= What to do =
Pick out every line of the records below that contains the word "white", and copy each one. Case counts, so a line matches only if the letters have the same capitalization.

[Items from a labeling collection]
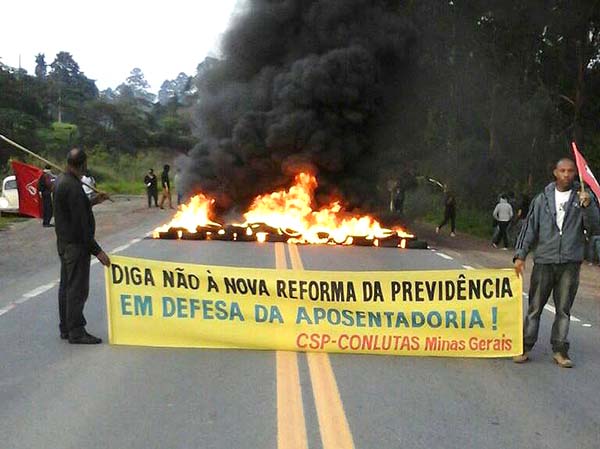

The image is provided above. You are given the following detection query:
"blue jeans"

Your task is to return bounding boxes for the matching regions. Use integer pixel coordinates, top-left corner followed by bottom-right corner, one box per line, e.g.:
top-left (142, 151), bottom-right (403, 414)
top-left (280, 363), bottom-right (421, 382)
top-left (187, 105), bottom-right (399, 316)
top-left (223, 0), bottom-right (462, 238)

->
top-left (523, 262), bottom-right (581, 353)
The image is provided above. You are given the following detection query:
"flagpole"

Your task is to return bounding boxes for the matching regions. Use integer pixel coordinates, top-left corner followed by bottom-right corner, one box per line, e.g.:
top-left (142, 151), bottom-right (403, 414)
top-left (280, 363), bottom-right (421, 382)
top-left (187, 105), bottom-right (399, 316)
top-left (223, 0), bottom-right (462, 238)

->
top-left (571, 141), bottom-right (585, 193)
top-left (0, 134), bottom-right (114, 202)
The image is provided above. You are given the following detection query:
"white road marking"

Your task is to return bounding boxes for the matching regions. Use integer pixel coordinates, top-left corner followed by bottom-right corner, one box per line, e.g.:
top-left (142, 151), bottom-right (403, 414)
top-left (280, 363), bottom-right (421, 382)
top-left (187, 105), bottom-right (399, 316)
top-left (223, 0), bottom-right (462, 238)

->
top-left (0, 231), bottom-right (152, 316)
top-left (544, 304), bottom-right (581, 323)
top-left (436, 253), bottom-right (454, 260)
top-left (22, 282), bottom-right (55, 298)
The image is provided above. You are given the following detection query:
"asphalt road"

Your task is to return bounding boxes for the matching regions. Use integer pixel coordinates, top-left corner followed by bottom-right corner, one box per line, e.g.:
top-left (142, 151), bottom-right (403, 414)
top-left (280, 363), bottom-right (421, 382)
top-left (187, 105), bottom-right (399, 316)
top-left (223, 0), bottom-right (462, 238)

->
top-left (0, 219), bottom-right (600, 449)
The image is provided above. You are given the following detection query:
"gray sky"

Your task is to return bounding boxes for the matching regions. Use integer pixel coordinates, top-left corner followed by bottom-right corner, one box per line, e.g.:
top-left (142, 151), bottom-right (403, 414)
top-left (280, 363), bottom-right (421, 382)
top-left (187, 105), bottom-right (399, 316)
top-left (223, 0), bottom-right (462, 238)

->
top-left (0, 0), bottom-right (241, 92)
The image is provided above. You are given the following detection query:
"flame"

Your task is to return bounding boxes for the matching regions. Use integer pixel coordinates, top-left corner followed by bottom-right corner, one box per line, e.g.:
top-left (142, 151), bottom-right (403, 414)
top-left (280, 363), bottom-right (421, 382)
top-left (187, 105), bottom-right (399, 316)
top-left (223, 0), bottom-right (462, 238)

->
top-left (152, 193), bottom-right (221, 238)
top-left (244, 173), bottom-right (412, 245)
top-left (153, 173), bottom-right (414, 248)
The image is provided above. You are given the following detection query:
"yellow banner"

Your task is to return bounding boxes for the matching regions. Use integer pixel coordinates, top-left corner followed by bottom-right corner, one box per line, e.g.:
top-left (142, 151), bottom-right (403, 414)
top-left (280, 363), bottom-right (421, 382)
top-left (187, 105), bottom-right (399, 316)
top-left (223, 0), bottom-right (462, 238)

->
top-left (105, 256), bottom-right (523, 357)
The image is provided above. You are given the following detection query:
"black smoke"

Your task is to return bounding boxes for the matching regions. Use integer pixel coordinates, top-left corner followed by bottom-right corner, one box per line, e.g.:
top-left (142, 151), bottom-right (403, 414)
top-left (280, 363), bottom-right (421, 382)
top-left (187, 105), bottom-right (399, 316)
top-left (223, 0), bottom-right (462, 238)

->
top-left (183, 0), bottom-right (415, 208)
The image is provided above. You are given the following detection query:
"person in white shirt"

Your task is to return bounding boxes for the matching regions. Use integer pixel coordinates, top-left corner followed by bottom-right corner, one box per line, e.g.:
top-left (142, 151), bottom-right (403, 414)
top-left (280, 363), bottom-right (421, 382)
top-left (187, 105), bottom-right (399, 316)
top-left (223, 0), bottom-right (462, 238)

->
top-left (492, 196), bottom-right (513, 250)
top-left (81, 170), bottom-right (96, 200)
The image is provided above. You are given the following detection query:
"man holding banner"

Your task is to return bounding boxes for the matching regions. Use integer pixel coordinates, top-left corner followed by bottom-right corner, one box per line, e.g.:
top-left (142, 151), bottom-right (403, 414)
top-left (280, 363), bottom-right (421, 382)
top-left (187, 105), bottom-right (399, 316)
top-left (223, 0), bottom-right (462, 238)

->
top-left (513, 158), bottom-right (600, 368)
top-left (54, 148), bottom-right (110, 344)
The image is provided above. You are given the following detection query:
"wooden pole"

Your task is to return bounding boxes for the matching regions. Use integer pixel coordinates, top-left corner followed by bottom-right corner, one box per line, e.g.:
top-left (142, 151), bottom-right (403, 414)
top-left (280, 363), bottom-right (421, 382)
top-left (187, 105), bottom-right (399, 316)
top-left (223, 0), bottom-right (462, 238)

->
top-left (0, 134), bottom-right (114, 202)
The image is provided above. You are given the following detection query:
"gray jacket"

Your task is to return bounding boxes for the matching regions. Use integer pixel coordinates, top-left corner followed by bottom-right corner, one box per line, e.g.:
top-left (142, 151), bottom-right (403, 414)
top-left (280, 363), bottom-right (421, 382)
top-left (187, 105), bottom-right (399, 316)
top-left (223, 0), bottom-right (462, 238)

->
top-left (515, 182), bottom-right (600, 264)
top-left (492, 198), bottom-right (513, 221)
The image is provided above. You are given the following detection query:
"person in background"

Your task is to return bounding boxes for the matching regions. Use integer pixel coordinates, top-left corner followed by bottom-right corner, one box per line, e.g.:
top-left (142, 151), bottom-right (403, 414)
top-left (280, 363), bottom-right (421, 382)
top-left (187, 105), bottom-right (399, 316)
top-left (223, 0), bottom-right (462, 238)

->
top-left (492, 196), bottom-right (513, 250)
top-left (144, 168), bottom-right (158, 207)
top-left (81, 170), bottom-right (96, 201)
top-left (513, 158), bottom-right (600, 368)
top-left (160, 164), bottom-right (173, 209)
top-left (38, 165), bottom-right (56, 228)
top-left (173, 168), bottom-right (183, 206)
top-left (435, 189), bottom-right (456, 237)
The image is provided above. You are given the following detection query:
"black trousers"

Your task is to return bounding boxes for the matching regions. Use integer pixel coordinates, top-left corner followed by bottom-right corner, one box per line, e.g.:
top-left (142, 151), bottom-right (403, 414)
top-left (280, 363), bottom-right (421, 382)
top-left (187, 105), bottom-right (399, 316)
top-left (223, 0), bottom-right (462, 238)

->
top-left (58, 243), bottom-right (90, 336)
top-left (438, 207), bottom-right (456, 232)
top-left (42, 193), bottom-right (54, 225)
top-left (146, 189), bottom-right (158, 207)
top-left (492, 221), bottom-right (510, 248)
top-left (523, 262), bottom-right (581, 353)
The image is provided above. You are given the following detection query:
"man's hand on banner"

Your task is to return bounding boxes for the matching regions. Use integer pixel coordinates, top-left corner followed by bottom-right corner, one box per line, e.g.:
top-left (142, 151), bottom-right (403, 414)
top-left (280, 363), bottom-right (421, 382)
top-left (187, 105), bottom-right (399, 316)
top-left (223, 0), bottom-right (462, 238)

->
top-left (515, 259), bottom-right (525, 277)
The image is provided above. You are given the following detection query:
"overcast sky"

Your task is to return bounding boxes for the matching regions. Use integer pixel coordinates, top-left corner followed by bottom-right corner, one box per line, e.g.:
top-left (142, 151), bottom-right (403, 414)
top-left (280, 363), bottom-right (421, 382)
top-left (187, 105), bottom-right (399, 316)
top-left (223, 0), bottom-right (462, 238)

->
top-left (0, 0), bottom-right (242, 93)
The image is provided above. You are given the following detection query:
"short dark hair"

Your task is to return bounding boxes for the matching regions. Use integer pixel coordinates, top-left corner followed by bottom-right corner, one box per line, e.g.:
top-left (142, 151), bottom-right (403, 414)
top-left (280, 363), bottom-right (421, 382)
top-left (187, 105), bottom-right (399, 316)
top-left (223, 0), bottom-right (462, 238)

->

= Task output =
"white road marking"
"person in white shirt"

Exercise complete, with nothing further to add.